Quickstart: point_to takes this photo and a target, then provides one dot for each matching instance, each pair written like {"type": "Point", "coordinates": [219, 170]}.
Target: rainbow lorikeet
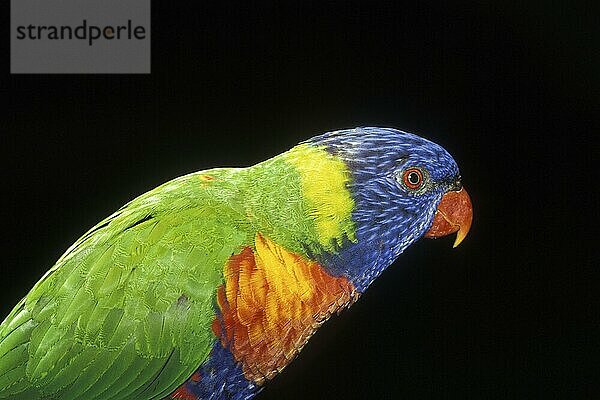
{"type": "Point", "coordinates": [210, 284]}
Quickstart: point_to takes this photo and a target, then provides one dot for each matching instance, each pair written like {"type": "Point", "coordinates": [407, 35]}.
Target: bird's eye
{"type": "Point", "coordinates": [413, 178]}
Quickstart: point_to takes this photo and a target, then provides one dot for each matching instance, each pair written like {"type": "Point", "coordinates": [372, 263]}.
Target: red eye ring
{"type": "Point", "coordinates": [413, 178]}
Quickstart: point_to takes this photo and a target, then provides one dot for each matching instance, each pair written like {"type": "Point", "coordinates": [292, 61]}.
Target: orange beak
{"type": "Point", "coordinates": [454, 214]}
○ ○ ○ ○ ○
**Exercise:** Rewrite all of the data above with "photo" changed to "image" everywhere it appears. Keep everything else the same, and leave out the pictures.

**Task answer:**
Quickstart: point_to takes this image and a target, then provides one dot for each matching instance, each pair written like {"type": "Point", "coordinates": [219, 170]}.
Target: rainbow lorikeet
{"type": "Point", "coordinates": [210, 284]}
Quickstart: point_to takes this image and a target, then provides one dot for each matching instance, each pair written like {"type": "Point", "coordinates": [407, 35]}.
Target: bird's eye
{"type": "Point", "coordinates": [413, 178]}
Quickstart: point_to takes this image and a target, then provides one dot for each matching instance, each pair written like {"type": "Point", "coordinates": [372, 263]}.
Target: red eye ring
{"type": "Point", "coordinates": [413, 178]}
Quickstart: point_to takes this image and a target, then provides one dot for each matching instance, each pair written like {"type": "Point", "coordinates": [292, 61]}.
Target: orange beak
{"type": "Point", "coordinates": [454, 214]}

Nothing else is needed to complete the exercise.